## [Provided passage]
::::::

Global Warming & Climate Change
Global warming is the increase in the average temperature of the Earth’s near-surface air and oceans since the mid-20th century and its projected continuation.
Global surface temperature increased 1.33ºF (+/- 0.32 °F) between 1905 and 2005 and is projected to rise 1.8ºF to 2.7ºF by 2050. (Since global temperature recording began in 1850, the ten hottest years on record, in order from hottest to less hot, have been: 2005, 1998, 2002, 2003, 2007, 2006, 2004, 2001, 1997 and 1995.) The Intergovernmental Panel on Climate Change (IPCC) concludes that most of the temperature increase since the mid-20th century is “very likely” due to the increase in anthropogenic (meaning manmade) greenhouse gas concentrations. Natural phenomena such as solar variation and volcanoes probably had a small warming effect from pre-industrial times to 1950 and a small cooling effect from 1950 onward. These basic conclusions have been endorsed by at least 30 scientific societies and academies of science, including all of the national academies of science of the major industrialized countries.
Reports on climate change can be found at:
http://ipcc-wg1.ucar.edu/wg1/Report/AR4WG1_Print_SPM.pdf
http://ipcc-wg1.ucar.edu/wg1/Report/AR4WG1_Print_Ch09.pdf
The terms “global warming” and “climate change” are often used interchangeably.
Why Do Glaciers Matter?

::::::

[Dataset rows]
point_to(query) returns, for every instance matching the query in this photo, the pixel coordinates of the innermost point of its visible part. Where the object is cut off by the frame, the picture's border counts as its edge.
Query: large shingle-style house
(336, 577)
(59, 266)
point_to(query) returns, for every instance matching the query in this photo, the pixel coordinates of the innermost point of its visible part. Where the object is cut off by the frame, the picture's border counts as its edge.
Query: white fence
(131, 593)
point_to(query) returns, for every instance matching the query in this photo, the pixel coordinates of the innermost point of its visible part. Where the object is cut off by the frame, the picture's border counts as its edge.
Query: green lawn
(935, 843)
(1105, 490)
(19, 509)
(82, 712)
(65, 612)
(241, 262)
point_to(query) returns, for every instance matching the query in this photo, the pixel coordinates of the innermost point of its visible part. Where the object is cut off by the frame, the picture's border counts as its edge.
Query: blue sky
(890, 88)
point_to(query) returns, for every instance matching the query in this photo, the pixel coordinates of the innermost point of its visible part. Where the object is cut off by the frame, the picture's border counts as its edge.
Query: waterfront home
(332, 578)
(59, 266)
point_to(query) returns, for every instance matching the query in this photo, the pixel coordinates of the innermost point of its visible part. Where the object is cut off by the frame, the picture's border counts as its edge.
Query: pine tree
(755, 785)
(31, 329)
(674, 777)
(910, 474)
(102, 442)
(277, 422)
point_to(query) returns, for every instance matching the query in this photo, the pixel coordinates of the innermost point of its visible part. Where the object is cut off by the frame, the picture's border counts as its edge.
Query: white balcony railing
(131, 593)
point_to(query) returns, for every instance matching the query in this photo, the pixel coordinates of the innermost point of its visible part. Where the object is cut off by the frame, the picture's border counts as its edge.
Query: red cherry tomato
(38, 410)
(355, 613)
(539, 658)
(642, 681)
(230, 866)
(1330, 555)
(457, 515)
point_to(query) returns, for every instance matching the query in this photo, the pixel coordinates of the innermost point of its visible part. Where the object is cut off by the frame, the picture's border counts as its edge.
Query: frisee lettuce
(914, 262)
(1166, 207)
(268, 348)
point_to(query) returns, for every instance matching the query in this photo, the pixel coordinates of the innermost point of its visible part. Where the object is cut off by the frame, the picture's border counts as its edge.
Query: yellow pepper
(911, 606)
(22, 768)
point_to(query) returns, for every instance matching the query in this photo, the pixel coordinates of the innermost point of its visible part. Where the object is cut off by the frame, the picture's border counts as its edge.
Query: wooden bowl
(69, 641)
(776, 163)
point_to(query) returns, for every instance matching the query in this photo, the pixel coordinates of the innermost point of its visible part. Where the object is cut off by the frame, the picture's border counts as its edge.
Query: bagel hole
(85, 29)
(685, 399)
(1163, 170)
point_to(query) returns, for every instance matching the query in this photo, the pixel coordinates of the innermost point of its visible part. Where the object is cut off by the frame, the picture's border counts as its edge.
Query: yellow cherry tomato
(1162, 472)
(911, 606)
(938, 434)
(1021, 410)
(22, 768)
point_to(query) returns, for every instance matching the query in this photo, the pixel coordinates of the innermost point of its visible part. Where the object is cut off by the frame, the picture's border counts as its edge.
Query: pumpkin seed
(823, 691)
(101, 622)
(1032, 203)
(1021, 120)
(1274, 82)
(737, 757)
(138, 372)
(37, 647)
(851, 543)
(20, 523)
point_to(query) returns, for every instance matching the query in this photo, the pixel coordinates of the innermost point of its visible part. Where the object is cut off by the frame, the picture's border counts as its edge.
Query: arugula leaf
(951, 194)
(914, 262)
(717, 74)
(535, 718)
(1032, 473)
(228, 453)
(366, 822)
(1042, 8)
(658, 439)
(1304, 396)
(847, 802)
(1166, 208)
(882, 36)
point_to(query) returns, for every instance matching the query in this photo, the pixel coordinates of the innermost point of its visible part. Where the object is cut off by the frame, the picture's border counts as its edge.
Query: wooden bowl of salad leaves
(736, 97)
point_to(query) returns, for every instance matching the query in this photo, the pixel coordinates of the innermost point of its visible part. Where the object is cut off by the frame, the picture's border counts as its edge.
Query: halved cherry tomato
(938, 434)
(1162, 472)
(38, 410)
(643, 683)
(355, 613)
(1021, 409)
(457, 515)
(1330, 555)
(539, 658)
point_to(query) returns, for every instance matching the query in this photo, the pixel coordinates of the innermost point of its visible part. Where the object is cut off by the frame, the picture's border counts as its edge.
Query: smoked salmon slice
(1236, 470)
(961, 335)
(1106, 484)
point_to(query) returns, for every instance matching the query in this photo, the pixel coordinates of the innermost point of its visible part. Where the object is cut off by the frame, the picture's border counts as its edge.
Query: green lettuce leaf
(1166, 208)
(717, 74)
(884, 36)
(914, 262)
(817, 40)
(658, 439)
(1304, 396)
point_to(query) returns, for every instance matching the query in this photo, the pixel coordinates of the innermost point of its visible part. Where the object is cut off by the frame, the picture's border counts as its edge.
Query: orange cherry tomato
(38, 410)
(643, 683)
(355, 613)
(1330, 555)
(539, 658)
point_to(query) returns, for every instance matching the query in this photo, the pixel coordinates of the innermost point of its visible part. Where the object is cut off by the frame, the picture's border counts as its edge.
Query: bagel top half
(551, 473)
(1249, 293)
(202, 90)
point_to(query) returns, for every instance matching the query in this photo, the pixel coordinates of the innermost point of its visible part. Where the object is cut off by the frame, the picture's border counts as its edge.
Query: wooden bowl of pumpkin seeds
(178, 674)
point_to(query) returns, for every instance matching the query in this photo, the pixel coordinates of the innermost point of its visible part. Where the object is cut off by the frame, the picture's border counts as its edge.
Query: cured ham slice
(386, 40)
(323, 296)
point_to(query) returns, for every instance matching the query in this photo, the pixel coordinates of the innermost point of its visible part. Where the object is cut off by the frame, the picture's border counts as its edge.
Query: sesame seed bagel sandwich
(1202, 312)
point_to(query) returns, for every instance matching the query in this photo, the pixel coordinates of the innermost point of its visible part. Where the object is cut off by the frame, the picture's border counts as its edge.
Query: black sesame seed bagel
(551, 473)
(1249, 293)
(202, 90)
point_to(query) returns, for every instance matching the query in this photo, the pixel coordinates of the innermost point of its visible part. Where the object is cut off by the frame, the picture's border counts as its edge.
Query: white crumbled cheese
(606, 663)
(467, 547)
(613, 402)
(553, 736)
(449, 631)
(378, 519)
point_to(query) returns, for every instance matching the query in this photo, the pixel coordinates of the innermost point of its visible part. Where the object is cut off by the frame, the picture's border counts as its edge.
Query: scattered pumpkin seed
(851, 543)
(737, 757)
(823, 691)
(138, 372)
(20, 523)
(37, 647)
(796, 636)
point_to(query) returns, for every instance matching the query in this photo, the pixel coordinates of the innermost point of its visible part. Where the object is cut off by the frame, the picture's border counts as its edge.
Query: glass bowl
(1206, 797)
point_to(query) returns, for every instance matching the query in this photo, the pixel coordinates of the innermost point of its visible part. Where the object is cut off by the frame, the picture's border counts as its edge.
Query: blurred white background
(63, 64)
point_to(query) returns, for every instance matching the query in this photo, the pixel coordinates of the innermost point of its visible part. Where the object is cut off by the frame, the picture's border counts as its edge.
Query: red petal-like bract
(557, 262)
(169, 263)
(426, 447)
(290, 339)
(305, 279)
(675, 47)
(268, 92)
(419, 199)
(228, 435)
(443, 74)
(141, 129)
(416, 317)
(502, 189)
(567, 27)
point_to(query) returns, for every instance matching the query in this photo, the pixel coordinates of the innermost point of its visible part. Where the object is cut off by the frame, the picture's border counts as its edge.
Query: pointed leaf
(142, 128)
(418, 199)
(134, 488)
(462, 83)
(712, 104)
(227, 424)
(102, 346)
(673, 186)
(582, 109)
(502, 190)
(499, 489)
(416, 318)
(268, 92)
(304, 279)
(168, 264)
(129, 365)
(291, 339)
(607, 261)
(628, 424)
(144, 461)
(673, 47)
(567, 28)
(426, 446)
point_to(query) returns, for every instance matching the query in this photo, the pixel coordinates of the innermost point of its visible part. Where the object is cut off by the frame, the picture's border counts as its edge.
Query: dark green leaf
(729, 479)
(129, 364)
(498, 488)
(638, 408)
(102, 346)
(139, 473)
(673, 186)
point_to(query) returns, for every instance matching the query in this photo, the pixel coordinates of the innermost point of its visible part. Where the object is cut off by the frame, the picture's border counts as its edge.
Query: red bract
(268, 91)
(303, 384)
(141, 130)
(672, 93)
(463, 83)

::::::

## [Stated goal]
Answer these questions using the global warming passage:
1. By how much is global surface temperature projected to rise by 2050?
2. What does the passage say "anthropogenic" means?
3. Which two terms does the passage say are often used interchangeably?
Rely only on the global warming passage, not on the data.

## [Right answer]
1. By 1.8ºF to 2.7ºF.
2. Manmade.
3. "Global warming" and "climate change."